• Task input
# # # # # # #

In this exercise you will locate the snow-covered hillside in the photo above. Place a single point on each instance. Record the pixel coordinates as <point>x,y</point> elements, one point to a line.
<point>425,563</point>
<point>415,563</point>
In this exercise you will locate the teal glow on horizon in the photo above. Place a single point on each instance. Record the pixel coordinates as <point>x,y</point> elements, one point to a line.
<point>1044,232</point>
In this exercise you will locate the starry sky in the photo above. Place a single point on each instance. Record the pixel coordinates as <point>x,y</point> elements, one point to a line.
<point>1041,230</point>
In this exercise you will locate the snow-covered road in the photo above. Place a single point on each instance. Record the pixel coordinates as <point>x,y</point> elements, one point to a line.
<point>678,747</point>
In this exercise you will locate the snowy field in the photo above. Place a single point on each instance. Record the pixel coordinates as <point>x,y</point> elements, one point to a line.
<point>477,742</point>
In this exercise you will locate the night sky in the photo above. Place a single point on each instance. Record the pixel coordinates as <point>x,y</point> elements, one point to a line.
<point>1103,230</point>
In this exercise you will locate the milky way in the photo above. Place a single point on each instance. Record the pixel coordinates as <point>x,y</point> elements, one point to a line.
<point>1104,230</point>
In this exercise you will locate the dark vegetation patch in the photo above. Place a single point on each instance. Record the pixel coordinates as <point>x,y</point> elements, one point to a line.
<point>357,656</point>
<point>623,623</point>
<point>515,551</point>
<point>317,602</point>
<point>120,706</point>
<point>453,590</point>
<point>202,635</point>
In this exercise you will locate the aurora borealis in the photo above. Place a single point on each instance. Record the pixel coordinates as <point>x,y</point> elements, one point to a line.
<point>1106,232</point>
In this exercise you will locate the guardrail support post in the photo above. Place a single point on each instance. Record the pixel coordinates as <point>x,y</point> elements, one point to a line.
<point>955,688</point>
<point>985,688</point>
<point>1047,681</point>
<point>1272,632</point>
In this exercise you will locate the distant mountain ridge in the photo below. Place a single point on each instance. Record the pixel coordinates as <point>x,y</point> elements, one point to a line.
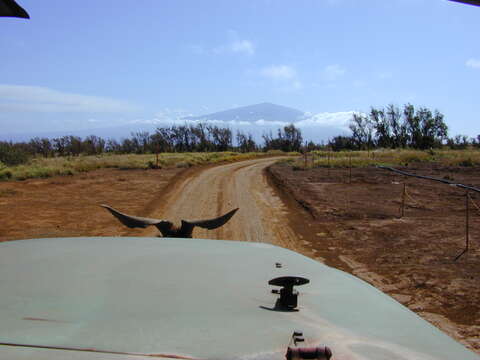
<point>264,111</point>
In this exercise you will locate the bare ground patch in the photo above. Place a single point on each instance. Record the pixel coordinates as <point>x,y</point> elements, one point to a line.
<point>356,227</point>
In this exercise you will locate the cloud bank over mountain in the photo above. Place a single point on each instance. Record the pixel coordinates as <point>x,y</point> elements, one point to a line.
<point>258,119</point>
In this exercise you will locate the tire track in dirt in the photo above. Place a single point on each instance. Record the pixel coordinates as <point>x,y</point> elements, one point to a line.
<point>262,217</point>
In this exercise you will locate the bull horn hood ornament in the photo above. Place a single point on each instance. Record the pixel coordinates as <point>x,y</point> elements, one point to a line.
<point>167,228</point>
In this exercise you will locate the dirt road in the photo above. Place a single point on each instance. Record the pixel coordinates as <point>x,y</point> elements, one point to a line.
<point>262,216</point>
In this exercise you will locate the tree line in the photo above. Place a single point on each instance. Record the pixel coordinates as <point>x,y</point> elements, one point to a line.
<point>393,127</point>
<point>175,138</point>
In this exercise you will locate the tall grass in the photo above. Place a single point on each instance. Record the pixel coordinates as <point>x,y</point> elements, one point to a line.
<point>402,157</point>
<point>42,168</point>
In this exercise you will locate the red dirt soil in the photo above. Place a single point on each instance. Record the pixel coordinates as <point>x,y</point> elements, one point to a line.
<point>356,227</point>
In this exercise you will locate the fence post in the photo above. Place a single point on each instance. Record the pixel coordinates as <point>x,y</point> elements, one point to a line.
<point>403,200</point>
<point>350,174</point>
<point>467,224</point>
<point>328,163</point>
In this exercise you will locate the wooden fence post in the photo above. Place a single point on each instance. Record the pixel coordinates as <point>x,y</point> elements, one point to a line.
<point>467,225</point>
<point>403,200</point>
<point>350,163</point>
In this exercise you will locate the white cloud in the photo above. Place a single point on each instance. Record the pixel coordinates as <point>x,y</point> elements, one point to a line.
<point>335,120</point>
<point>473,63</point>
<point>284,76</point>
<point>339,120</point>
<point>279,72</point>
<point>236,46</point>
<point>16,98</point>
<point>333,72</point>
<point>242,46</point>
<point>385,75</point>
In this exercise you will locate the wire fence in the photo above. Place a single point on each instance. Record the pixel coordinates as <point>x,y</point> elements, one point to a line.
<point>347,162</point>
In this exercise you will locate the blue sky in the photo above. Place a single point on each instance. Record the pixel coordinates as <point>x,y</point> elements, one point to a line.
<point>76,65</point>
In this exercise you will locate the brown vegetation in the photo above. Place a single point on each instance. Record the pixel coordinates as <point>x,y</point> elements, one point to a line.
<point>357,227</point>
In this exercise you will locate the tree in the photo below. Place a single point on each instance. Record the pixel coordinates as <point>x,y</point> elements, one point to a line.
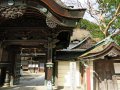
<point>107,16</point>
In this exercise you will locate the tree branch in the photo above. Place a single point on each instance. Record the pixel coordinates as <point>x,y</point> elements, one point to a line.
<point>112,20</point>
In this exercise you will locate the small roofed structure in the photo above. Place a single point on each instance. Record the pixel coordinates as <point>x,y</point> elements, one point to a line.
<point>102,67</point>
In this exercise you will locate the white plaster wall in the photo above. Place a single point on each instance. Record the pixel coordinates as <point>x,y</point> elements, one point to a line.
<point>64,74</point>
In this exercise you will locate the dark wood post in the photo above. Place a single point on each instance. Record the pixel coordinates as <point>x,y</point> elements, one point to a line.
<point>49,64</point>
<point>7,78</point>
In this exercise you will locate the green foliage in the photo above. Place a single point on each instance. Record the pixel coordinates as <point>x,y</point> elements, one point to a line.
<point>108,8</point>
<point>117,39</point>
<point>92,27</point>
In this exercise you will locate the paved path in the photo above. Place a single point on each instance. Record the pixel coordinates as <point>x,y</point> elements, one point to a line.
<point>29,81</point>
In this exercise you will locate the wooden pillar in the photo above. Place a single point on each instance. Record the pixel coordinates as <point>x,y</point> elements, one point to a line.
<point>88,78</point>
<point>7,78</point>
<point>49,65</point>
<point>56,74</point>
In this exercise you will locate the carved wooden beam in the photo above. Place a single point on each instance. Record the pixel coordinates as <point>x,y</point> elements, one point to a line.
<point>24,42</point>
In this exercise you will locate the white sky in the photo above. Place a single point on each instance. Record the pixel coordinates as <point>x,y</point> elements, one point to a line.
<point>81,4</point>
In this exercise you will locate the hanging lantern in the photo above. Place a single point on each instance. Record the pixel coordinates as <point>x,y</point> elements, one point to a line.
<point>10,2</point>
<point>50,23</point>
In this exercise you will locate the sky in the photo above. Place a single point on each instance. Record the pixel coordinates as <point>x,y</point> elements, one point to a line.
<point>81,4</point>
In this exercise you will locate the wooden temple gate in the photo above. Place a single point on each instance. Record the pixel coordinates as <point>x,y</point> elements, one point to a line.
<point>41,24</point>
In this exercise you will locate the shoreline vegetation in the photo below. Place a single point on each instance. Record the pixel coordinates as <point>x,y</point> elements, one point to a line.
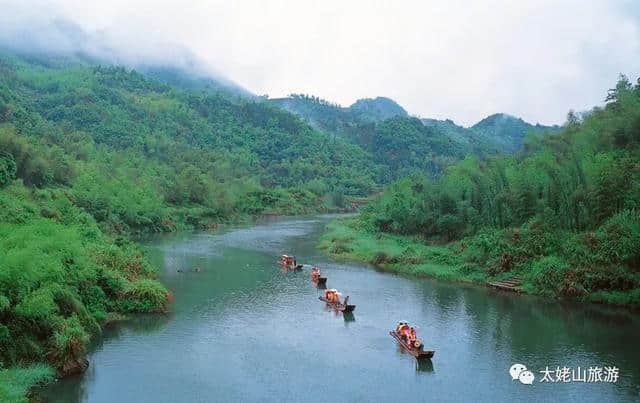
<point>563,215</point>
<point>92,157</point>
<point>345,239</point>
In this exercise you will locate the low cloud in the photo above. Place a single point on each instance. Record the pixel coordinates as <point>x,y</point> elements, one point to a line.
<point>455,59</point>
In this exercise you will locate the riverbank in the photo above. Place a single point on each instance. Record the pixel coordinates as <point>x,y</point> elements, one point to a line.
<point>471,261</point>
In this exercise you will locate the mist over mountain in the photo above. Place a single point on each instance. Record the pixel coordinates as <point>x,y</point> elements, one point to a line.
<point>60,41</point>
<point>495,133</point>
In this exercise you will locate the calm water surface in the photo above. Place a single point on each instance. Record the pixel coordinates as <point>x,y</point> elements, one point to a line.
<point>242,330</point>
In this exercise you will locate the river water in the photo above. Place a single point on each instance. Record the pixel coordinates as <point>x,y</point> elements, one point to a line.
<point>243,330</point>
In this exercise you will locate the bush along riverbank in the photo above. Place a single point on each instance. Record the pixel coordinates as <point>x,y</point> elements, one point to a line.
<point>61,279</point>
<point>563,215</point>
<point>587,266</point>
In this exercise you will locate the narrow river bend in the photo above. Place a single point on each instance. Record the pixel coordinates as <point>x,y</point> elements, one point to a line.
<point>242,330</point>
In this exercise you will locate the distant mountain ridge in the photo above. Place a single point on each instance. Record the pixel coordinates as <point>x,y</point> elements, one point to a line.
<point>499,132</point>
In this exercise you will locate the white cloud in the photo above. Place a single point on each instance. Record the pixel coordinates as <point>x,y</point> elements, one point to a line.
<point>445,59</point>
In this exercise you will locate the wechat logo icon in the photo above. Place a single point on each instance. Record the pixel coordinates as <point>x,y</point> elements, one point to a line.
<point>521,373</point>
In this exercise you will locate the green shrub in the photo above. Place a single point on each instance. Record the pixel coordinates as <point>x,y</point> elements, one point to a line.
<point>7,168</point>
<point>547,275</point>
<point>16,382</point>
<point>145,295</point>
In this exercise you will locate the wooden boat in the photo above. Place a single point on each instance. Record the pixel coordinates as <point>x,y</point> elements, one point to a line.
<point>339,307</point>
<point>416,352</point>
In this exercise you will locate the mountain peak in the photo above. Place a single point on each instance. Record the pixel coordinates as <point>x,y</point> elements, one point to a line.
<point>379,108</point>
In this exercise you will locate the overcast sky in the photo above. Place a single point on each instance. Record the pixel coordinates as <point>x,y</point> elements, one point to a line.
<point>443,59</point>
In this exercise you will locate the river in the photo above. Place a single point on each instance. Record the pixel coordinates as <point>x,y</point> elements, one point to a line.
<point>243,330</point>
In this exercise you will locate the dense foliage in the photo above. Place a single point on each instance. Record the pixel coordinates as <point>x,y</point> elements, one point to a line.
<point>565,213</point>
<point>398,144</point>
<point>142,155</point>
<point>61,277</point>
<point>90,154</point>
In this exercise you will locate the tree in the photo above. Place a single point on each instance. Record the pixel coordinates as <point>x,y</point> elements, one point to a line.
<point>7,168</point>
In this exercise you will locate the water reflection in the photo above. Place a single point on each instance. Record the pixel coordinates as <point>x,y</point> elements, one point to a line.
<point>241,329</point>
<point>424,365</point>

# # # # # # #

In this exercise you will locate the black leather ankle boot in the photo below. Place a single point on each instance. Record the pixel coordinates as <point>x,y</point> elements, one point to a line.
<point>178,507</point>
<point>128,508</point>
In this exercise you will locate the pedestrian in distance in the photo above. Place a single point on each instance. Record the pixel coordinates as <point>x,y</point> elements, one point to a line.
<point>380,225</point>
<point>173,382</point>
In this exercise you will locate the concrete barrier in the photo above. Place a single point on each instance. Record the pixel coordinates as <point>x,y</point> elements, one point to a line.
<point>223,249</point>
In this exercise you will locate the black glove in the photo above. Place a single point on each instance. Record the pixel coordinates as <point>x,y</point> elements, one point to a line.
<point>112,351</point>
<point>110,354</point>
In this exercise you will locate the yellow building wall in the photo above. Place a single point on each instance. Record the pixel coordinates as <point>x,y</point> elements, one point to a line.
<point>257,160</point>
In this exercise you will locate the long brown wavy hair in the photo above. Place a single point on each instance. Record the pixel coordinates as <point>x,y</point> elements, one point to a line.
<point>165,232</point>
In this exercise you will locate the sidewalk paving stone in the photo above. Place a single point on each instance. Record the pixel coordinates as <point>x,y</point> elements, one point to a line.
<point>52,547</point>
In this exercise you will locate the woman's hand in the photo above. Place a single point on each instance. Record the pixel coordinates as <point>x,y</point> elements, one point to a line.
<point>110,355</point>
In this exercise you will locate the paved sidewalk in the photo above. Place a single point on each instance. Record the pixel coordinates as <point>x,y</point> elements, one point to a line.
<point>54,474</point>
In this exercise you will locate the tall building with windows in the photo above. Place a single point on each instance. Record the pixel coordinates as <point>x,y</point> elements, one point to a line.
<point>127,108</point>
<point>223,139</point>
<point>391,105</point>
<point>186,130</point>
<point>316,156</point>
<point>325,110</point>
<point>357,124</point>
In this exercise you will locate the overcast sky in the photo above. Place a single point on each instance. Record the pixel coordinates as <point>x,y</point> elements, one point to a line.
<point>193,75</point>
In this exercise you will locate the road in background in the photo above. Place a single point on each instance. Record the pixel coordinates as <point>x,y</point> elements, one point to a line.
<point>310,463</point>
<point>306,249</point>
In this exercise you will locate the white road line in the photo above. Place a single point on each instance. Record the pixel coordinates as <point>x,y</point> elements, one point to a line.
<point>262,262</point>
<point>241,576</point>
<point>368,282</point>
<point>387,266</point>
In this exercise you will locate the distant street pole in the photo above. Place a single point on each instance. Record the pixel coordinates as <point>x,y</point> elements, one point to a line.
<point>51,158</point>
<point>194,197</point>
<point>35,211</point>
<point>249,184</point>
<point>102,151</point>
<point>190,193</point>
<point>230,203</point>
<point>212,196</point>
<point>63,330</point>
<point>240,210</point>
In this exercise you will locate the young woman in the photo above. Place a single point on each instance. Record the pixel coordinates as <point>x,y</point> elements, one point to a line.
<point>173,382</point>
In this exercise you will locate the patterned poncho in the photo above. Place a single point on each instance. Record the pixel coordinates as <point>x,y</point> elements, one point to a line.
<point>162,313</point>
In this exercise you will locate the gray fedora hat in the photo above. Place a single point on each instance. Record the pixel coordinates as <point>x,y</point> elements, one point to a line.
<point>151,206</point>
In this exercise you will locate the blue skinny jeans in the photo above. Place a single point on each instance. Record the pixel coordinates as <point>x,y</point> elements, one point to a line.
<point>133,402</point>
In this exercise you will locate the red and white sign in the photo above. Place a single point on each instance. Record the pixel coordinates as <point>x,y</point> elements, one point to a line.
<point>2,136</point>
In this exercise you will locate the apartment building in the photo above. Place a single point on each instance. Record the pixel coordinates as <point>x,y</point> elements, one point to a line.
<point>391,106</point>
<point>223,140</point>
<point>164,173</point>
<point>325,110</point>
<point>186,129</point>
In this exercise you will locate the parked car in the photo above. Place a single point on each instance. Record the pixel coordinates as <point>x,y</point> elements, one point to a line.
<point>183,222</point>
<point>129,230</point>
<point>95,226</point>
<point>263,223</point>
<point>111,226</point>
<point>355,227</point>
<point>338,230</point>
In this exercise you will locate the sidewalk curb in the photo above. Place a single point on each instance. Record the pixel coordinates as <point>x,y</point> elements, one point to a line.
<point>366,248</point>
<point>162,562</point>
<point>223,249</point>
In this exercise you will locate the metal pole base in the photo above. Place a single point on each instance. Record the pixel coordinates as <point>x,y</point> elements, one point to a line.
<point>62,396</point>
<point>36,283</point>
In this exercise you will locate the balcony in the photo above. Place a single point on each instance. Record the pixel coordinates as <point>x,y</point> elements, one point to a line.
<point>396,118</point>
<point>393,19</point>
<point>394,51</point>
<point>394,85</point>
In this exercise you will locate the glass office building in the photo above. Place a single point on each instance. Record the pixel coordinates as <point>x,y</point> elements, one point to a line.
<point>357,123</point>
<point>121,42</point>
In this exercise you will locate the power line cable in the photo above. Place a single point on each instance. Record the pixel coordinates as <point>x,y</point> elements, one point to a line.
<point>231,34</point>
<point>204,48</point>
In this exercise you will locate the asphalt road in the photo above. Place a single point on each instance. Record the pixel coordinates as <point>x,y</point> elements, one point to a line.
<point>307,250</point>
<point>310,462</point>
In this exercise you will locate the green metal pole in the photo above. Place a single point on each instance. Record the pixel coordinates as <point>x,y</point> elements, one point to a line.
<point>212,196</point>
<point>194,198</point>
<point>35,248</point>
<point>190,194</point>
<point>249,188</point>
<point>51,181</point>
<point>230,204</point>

# # # # # # #

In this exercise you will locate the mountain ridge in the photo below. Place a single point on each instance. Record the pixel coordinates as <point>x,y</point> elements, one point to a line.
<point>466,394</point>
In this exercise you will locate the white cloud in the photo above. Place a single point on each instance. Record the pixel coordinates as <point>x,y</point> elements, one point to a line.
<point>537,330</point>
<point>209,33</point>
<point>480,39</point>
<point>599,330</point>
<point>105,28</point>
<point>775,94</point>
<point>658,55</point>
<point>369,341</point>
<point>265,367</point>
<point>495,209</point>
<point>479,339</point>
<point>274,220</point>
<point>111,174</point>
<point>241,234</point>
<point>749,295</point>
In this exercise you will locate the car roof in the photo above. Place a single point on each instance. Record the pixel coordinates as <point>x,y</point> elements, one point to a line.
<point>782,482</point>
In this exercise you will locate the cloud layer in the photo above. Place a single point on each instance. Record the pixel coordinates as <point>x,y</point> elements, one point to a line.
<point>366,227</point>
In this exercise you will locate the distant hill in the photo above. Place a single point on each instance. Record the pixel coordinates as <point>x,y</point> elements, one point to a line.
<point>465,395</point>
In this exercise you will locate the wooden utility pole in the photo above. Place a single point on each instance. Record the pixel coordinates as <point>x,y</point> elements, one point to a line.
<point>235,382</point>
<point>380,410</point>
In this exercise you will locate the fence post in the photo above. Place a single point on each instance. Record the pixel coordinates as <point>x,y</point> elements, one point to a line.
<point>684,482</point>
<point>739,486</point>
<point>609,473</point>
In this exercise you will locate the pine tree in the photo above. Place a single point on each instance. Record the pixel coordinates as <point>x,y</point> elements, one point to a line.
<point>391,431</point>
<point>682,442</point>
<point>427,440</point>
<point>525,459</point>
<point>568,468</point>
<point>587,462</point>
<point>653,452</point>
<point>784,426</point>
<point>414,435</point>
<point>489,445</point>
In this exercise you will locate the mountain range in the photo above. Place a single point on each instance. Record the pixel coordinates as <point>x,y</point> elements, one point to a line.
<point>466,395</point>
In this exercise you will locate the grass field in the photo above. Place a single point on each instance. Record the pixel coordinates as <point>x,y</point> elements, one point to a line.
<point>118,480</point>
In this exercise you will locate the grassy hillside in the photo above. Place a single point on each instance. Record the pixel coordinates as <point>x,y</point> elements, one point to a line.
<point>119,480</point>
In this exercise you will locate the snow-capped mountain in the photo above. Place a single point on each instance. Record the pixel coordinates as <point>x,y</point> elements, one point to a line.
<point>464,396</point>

# # # # # # #

• Aim of the task
Put the material above, from the line containing "In this exercise you will locate the yellow" through the line containing "<point>110,355</point>", both included, into a Markdown table with the columns Row and Line. Give each line its own row number and leave out blank lines.

• Task result
| Row | Line |
|---|---|
| 1 | In this exercise you will locate the yellow building wall in the photo above. Place a single point on each instance. Record the pixel coordinates as <point>x,y</point> elements, one point to a line. |
| 2 | <point>257,160</point> |
| 3 | In this exercise you will locate the long brown wavy hair in the photo above. Place a single point on each instance. Record the pixel coordinates as <point>x,y</point> elements, one point to a line. |
| 4 | <point>165,232</point> |
| 5 | In this exercise you will locate the sidewalk paving stone in the photo above. Place a single point on each instance. Record the pixel coordinates as <point>x,y</point> elements, one point to a line. |
| 6 | <point>52,547</point> |
| 7 | In this exercise you will locate the woman's hand in the photo above. Place a single point on each instance. Record the pixel coordinates as <point>x,y</point> elements, one point to a line. |
| 8 | <point>110,355</point> |